- _GIVEN PASSAGE_:
= Beginning of Section =

4 real risks of investing (and what to do about them)
4 real risks of investing (and what to do about them)
Economists talk about risk differently than the rest of us. They use words like "systemic" and "systematic." They differentiate market risk from liquidity risk from reinvestment risk. But as a layperson who's carefully setting money aside to retire, you probably think about risk in more concrete terms -- like, the risk of losing money or the risk of making unsound investment decisions.
Here is a closer look at four real-world risks you might experience as a novice investor, and how to manage them.
At some point, your investments will lose value. You should get comfortable with that idea because there's no stopping the rise and fall of stock prices.
It helps to remember that the value of your investments is of primary importance on the day you need to liquidate. Twenty years before you liquidate, a dip in your stock's value is often a nonfactor. Say a stock you own loses 10% of its value tomorrow. If the drop is prompted by a temporary circumstance, then your stock should rebound. If you wait for that rebound and later sell the stock at a sizable profit, the prior value loss becomes irrelevant.
The other outcome to that scenario isn't as rosy. Say the stock drops 10% tomorrow and you just retired. You may have to sell that stock at a loss to fund your retirement distributions. Here, the loss in value is relevant.
There are two ways to protect yourself from selling at a loss after a stock market dip:
Seasoned investors focus on long-term performance. This is because market behavior in the short term can be unpredictable. The challenge is that long-term performance is hard to gauge from year to year. There is the possibility you'll realize 15 years into your savings plan that you're way behind where you should be. That can generate panic or, worse, force you to delay your retirement timeline.
Three strategies can help you avoid feeling disappointed with your long-term investment performance:
In strong markets, many investors get overconfident. Overconfidence can easily lure you into investing more than you should, making quick buy decisions, and chasing short-term gains.

= End of Section =

(Saved entries)
= Beginning of Section =

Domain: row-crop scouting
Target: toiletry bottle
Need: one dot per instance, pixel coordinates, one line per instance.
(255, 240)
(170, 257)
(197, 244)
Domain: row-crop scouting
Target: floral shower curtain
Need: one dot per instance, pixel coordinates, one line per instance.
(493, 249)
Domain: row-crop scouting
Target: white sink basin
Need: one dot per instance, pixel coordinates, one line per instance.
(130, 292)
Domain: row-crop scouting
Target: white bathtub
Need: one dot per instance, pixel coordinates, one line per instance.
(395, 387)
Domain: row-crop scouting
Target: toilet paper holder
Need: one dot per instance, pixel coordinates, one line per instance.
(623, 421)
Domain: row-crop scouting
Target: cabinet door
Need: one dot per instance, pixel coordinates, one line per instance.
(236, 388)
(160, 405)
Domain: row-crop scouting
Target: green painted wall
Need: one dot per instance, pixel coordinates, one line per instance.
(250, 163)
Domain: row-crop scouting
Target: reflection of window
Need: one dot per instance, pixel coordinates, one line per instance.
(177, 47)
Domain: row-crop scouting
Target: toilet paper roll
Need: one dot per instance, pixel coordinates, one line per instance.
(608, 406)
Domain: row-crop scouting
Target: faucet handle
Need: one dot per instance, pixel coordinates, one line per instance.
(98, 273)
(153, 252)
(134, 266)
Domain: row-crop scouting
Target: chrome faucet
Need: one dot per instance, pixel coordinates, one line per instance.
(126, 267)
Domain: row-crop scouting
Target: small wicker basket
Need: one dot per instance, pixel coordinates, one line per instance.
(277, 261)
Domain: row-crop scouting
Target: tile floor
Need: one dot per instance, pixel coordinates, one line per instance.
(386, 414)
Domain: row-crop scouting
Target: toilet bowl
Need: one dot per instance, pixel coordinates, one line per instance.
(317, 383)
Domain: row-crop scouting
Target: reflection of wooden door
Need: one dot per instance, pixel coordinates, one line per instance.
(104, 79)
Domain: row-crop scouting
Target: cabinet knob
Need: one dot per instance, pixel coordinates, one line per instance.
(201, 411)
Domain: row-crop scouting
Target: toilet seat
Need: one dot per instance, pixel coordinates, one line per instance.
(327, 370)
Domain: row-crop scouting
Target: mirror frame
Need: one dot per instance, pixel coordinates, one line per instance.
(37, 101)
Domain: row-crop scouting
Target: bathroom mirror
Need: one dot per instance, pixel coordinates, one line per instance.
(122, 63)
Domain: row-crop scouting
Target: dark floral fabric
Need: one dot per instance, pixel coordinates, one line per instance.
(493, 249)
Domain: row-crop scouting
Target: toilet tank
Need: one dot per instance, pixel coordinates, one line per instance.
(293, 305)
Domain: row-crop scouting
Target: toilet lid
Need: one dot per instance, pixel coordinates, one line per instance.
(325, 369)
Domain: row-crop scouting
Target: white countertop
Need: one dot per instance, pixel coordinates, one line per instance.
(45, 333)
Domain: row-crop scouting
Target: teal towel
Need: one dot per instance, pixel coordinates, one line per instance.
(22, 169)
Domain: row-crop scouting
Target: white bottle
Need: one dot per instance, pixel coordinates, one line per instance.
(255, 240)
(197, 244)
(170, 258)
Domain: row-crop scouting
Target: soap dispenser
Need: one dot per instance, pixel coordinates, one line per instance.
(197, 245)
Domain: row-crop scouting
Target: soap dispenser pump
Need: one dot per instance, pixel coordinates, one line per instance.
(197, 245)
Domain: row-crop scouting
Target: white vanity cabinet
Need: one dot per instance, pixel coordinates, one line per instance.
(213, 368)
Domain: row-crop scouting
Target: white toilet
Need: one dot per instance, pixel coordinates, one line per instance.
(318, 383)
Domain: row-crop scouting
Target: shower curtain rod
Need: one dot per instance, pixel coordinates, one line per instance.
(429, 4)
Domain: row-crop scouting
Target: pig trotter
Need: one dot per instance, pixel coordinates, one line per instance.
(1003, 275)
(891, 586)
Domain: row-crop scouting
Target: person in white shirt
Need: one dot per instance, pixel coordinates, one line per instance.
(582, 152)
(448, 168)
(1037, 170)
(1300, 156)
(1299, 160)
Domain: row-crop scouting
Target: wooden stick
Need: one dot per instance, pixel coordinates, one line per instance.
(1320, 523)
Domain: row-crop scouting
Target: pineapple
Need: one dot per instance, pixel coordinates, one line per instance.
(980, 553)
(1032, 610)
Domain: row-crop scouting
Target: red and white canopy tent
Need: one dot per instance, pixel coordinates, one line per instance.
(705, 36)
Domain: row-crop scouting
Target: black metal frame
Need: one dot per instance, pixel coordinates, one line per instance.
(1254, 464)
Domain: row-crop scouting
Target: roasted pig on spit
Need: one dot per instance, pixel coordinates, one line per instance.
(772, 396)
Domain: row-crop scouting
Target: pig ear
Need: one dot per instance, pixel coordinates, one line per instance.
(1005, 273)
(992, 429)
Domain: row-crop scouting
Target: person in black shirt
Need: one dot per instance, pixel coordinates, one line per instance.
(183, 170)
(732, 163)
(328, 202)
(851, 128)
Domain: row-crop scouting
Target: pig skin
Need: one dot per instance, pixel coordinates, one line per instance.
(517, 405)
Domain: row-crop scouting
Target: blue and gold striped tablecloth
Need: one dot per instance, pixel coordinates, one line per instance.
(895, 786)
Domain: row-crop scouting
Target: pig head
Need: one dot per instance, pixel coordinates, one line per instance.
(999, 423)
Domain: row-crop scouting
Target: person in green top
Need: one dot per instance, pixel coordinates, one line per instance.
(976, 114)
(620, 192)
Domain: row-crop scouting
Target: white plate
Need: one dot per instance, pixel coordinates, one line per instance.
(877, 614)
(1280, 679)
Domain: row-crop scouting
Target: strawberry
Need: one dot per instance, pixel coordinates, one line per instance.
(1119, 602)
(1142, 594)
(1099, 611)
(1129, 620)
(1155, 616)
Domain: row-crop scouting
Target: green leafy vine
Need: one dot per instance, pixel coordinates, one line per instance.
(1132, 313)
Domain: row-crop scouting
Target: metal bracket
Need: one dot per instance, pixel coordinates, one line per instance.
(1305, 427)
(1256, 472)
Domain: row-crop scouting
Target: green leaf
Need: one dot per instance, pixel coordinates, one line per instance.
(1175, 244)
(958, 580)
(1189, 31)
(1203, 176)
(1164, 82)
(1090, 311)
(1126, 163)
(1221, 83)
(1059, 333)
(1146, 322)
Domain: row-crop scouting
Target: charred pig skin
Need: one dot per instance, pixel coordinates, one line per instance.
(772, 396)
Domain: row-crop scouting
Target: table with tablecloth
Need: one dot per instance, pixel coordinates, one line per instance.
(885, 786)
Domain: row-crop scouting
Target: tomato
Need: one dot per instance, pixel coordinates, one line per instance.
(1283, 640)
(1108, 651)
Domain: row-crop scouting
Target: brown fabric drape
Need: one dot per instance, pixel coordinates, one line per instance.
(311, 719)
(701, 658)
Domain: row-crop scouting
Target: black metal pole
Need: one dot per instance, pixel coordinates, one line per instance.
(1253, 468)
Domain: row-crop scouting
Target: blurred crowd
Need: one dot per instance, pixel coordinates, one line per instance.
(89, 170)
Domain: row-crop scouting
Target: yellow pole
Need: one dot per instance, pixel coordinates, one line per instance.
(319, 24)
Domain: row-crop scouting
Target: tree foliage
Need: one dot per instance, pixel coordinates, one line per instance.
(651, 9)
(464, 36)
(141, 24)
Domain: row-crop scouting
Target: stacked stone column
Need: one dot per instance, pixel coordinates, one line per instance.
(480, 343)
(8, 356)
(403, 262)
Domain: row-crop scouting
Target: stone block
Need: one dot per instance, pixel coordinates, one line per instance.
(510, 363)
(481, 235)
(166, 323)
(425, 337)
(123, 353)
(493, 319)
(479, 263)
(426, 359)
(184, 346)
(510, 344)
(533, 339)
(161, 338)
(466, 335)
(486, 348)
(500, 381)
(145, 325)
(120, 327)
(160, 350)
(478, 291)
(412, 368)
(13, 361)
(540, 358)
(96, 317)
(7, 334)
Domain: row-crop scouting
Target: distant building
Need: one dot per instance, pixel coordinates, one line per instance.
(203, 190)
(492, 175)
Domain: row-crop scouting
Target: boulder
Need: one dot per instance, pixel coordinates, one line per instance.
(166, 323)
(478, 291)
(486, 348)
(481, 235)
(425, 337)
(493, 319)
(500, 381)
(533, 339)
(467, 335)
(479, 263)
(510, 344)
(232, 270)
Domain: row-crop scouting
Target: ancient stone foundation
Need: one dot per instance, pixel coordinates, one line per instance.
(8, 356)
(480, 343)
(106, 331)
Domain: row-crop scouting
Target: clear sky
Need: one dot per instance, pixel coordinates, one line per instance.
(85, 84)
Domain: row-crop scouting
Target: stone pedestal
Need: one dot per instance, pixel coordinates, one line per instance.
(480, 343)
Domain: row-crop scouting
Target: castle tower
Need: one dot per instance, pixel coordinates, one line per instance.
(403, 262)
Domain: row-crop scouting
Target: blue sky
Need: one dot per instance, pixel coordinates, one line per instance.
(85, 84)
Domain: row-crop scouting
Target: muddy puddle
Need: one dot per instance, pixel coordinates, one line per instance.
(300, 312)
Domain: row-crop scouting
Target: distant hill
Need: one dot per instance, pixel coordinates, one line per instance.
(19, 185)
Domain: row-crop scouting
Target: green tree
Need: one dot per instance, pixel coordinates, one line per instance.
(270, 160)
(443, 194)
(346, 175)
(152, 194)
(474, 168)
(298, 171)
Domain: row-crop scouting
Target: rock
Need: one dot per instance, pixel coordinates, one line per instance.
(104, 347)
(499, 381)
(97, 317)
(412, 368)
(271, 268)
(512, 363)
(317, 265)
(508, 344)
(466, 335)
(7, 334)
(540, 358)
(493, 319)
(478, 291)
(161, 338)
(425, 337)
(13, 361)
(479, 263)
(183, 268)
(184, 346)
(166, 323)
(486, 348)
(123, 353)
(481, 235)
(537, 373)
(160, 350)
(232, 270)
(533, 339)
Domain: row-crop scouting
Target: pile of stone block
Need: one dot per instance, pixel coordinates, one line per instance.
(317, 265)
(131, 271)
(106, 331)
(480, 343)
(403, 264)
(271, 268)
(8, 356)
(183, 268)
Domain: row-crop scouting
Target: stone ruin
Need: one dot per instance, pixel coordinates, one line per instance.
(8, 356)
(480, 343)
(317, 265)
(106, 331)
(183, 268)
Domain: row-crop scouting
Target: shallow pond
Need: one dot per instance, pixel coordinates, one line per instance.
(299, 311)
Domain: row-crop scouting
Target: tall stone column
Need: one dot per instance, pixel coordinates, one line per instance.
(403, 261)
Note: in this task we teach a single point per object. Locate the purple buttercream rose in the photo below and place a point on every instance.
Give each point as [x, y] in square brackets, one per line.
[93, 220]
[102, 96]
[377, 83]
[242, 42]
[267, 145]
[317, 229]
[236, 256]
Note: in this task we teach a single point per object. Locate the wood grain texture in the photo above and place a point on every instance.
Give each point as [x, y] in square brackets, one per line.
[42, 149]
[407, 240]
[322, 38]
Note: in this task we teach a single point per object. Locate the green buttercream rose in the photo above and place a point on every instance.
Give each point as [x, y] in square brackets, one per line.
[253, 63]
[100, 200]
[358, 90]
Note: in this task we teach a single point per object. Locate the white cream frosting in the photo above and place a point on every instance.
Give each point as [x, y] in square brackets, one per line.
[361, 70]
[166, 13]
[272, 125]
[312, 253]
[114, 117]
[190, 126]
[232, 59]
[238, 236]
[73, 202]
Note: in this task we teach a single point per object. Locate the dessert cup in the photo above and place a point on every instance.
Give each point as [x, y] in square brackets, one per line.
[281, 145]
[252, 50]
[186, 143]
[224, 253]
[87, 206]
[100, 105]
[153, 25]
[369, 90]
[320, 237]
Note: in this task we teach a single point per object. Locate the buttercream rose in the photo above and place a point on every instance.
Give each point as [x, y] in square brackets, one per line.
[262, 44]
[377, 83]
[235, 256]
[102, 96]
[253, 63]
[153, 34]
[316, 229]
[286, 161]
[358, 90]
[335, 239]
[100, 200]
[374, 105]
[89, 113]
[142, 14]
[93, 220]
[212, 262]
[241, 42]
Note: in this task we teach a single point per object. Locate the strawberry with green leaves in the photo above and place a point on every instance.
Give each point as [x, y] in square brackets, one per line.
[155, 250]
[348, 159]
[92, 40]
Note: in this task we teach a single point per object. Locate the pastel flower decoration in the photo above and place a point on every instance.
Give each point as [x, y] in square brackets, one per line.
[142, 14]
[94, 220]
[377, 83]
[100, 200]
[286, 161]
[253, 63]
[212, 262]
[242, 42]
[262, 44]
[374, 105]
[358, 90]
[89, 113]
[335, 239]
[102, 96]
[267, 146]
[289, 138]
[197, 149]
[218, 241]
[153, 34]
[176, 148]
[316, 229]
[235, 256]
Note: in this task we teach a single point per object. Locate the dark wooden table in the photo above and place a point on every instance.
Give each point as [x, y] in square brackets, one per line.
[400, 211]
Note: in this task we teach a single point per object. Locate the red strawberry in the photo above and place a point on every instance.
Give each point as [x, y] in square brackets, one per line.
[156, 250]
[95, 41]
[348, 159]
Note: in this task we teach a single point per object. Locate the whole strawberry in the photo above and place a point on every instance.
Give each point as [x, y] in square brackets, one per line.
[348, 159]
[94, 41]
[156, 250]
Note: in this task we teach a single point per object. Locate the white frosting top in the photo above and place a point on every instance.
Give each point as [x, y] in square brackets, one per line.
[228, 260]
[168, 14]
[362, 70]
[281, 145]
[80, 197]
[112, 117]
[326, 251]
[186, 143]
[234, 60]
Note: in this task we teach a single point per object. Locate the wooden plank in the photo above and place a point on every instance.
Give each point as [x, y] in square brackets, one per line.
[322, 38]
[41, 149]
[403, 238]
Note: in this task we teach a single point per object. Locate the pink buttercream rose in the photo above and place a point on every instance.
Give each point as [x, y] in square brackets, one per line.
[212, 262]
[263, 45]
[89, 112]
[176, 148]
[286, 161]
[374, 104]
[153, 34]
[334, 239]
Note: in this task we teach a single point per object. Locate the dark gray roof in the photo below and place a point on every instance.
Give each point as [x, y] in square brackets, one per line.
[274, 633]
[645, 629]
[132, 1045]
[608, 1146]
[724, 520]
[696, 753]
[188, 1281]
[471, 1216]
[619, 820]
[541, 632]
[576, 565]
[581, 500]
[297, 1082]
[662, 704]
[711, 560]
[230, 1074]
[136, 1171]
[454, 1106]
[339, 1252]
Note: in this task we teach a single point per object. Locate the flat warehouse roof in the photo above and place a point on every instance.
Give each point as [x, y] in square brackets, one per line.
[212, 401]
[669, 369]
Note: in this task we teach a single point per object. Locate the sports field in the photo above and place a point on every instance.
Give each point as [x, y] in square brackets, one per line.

= End of Section =

- _WHAT TO WORK ON_:
(1) According to the article on investing risks, what do seasoned investors focus on?
(2) Reproduce the part of the article on investing risks starting with "Economists talk about" and going on through "of stock prices.".

- _ANSWERS BY ITEM_:
(1) Seasoned investors focus on long-term performance.

(2)
Economists talk about risk differently than the rest of us. They use words like "systemic" and "systematic." They differentiate market risk from liquidity risk from reinvestment risk. But as a layperson who's carefully setting money aside to retire, you probably think about risk in more concrete terms -- like, the risk of losing money or the risk of making unsound investment decisions.
Here is a closer look at four real-world risks you might experience as a novice investor, and how to manage them.
At some point, your investments will lose value. You should get comfortable with that idea because there's no stopping the rise and fall of stock prices.